Brief ▸ Keeping every word in place, write out the entries that come next.

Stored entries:
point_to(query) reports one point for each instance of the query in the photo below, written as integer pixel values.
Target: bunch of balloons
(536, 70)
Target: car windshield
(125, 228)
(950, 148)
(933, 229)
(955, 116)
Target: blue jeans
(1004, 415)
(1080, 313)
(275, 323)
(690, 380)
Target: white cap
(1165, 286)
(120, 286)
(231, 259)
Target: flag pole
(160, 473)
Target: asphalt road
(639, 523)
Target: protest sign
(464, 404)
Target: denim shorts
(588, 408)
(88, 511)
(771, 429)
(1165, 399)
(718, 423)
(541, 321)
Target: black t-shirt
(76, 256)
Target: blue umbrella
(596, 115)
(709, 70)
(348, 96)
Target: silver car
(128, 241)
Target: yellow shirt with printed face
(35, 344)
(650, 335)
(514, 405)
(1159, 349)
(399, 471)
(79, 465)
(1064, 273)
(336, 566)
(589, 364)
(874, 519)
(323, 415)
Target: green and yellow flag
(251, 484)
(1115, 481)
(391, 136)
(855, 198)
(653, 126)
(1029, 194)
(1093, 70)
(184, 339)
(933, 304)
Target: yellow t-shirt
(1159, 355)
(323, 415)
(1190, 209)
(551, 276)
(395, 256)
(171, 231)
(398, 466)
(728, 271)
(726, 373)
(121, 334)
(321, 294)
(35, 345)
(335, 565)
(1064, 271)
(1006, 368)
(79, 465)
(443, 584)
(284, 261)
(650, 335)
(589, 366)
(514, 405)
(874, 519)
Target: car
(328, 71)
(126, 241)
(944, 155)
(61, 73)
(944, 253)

Answer space ▸
point_to(query) reports one point for each instance of the query in the photo below, written as integer pixel values.
Target: bunch of balloons
(536, 70)
Target: car windshield
(125, 228)
(950, 148)
(933, 229)
(955, 116)
Target: blue jeans
(1004, 415)
(1080, 313)
(275, 323)
(690, 380)
Target: white cap
(1165, 286)
(120, 286)
(231, 259)
Target: flag pole
(160, 473)
Target: asphalt road
(639, 523)
Target: protest sign
(464, 404)
Target: denim shorts
(588, 408)
(88, 511)
(771, 429)
(1165, 399)
(718, 423)
(541, 321)
Target: black t-shirt
(76, 256)
Target: blue umbrella
(596, 115)
(709, 70)
(348, 96)
Target: silver car
(128, 241)
Target: yellow shirt with printed face
(35, 344)
(650, 335)
(514, 405)
(1159, 349)
(399, 471)
(79, 465)
(1064, 273)
(336, 566)
(589, 364)
(874, 519)
(323, 415)
Target: green and yellow flag
(251, 484)
(1115, 481)
(391, 136)
(855, 198)
(653, 126)
(1029, 194)
(1093, 70)
(184, 339)
(933, 304)
Target: yellow t-shirt
(1159, 355)
(323, 415)
(1190, 209)
(551, 276)
(395, 256)
(171, 231)
(398, 466)
(728, 271)
(726, 373)
(121, 334)
(321, 294)
(35, 345)
(335, 565)
(1064, 271)
(1006, 368)
(79, 465)
(443, 584)
(284, 261)
(650, 335)
(589, 366)
(514, 405)
(874, 519)
Target: car
(328, 71)
(126, 241)
(944, 155)
(61, 73)
(944, 253)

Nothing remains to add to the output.